- ТЕКСТ СТРАНИЦЫ -
####
Представьте, что ваш мозг - это административный отдел крупного предприятия... За большим столом в Главном управлении сидит Генеральный директор - это ваша сознательная личность; на столе телефонные аппараты, связывающие вас со всеми отделами... Представьте теперь, что вы рассеянно бредете по улице и вдруг встречаете своего приятеля Джонни Джонса. Он окликает вас по имени, вы останавливаетесь, приветствуете его, обмениваетесь рукопожатием. Все это как будто очень просто, но давайте посмотрим, что происходит в это время в вашем мозгу. В тот момент, когда Джонни Джонс произносит ваше имя, ваш Заведующий слухом передает звуки его голоса, а Заведующий зрением - фотографическое изображение. «Внимание!» - звучит сигнал в вашем кабинете, и тотчас на стол ложатся оба сообщения. Быстрый как молния мальчик-посыльный - ваша память - подбегает к картотеке и достает карточку. На ней значится, что голос и лицо принадлежат человеку по имени Джонни Джонс, который является вашим другом. Вы сразу же начинаете отдавать распоряжения... [15].
Компьютеры и искусственный интеллект
От восковой дощечки до мальчика-посыльного с его картотекой прошло больше 2000 лет, т. е. скорость прогресса в подборе аналогий была не так уж велика, и такие сравнения трудно было бы назвать даже поэтическими метафорами. Но действительно серьезный вызов утверждению Декарта об ограниченных возможностях неодушевленных систем был брошен определяющей технологией второй половины XX века - компьютерами. Ближайшие предшественники современных ЭВМ, как и многих других технических достижений, появились в результате военных разработок. К последним можно отнести и логические игры кембриджского математика Алана Тьюринга, которые нашли практическое применение при тренировках по декодированию, проводившихся в 1939-1945 годах Британской разведывательной службой в Блетчли-Парке (от которого рукой подать до моей нынешней лаборатории). Позже они были переведены на электронику для удовлетворения различных военных потребностей, например для создания эффективных сервомеханизмов для расчета высоты и направления при стрельбе из зенитных орудий по быстро движущимся целям. Эта задача была решена американским математиком Норбертом Винером, который дал новой науке название кибернетики, под которым она вошла в моду в послевоенные десятилетия. В этот период Винер и его коллега-математик Джон фон Нейман - разумеется, в сотрудничестве с американской (и в меньшей степени с британской) промышленностью - дали обоснование теории и практическому применению новой науки и возникшей на ее базе электронной технологии. Потребности военных, а вместе с тем и стимулы для новых разработок на протяжении последующего полувека не ослабевали и стали особенно бурно нарастать в 80-х годах - времени безудержных трат на создававшуюся под эгидой администрации Рейгана программу «звездных войн», которая требовала беспрецедентного увеличения компьютерной мощи. ЭВМ, работающие подобно мозгу и даже заменяющие его, превратились из темы научной фантастики в объект серьезных военных разработок. Уж очень привлекательной кажется перспектива создания «мыслящих систем», способных заменить или дополнить высококвалифицированных, хорошо оплачиваемых специалистов. Действительно, в наши дни трудно представить себе научную конференцию по вопросам обучения, памяти и их компьютерных моделей, на которой не ощущалось бы военное присутствие США в лице представителей военно-морского флота, военно-воздушных сил или ведомства, известного под зловещим акронимом ОАПНП (Оборонное агентство приоритетных научных проектов).
####
- ЗАДАНИЯ -
1/ Назовите всех математиков, упомянутых в тексте о компьютерах.
2/ Подхватите текст о компьютерах и напишите, что могло бы идти сразу после его последнего предложения.
Строки ниже здесь ни при чём.

- Сохранённые позиции из коллекции -
####
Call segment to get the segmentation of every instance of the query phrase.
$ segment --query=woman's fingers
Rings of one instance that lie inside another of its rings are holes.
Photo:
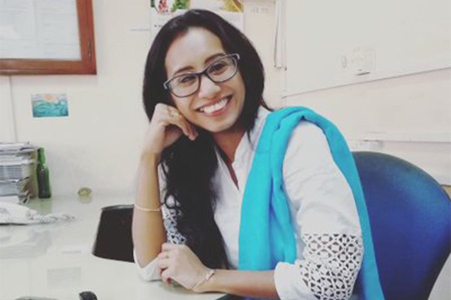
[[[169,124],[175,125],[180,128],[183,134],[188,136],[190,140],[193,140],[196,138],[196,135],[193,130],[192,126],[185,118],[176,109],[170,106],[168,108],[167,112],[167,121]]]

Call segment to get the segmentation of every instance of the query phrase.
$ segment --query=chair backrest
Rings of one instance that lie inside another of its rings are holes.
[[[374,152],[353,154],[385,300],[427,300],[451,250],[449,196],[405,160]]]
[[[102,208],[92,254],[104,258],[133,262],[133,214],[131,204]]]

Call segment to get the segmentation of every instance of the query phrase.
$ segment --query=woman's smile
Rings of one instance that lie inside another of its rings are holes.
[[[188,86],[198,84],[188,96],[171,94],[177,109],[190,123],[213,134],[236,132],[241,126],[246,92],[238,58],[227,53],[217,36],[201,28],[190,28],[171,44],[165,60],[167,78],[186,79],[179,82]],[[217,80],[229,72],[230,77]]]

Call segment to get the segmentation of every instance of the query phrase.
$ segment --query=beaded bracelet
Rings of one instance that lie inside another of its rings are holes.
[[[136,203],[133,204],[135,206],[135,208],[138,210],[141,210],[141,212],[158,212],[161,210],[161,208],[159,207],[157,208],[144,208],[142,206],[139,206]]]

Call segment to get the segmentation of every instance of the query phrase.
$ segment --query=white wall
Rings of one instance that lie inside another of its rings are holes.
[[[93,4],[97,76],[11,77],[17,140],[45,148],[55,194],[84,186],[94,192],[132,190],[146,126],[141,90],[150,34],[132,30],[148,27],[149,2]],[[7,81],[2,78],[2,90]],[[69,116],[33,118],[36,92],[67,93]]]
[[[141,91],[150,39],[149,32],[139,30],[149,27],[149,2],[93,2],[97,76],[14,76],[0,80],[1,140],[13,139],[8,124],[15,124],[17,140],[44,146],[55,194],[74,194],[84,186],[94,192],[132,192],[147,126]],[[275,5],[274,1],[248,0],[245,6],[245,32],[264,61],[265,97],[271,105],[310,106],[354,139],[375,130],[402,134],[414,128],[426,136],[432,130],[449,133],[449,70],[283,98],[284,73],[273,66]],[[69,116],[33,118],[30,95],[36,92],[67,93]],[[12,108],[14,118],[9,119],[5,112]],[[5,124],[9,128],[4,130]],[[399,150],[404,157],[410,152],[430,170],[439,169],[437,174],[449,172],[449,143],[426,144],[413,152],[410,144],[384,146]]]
####
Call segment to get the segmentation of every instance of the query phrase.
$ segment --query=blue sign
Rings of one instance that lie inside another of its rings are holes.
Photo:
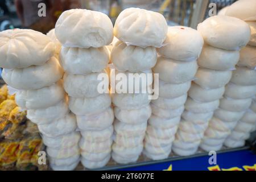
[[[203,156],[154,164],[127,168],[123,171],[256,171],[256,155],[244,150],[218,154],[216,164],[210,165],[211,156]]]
####
- ОТВЕТЫ -
1/ Алан Тьюринг, Норберт Винер, Джон фон Нейман.

2/
Качественная новизна компьютерной техники была очевидна с самого начала. Разумеется, и раньше существовали электромеханические счетные машины и подобные им аппараты. Но компьютеры общего назначения представляли собой нечто большее, чем быстродействующие счетные устройства и хранилища информации: они могли сравнивать и преобразовывать информацию, манипулировать ею, что делало возможным создание принципиально новых технологических процессов и инструментов и даже постановку любых мыслимых научных проблем, касающихся познания Вселенной. На протяжении последних двух десятилетий компьютеры постепенно, но во все нарастающем темпе изменяют способы, которыми мы познаем мир и воздействуем на него. Не удивительно, что столь велик идеологический резонанс компьютеризации. Перед создателями компьютерной техники с самого начала во весь рост встала проблема взаимоотношения между компьютером и мозгом. Это нашло отражение даже в их языке. Так, цифровая ЭВМ фон Неймана состояла из центрального процессора, выполнявшего арифметические и логические операции, и блока хранения информации, которые был тут же наречен его конструкторами памятью.
Компьютерная память - это система чипов (силиконовых плат с впечатанными транзисторами), хранящая информацию в форме двоичного кода, где каждая единица информации представлена одним из двух состояний (О, 1). Такая конструкция, разумеется, предполагает, что все хранимое и обрабатываемое в компьютере должно быть сначала переведено в форму, доступную для представления в цифровом двоичном выражении, как некоторое число битов (бинарных единиц) информации. Слово «информация» имеет здесь технический, даже технологический, а не повседневный смысл (об этом речь пойдет позже). Заслуживает внимания и то обстоятельство, что в названии «компьютерная память» неявно подразумевается, что операции, с помощью которых компьютер хранит или обрабатывает бинарные единицы, аналогичны процессам, происходящим в нашей, человеческой памяти.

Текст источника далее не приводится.